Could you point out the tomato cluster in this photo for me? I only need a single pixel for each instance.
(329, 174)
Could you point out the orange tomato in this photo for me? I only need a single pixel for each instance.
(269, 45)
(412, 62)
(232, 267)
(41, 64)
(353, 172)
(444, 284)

Task to carry out
Write out these lines again, swapping every "tomato" for "pepper" and leaving everything else unchanged.

Reply
Could you point out the pepper cluster in this photo for me? I only need a single pixel for each instance.
(329, 174)
Could you point out the orange pepper in this photo for me? I only need a single pixel for each instance.
(269, 45)
(412, 62)
(232, 267)
(41, 64)
(353, 172)
(444, 284)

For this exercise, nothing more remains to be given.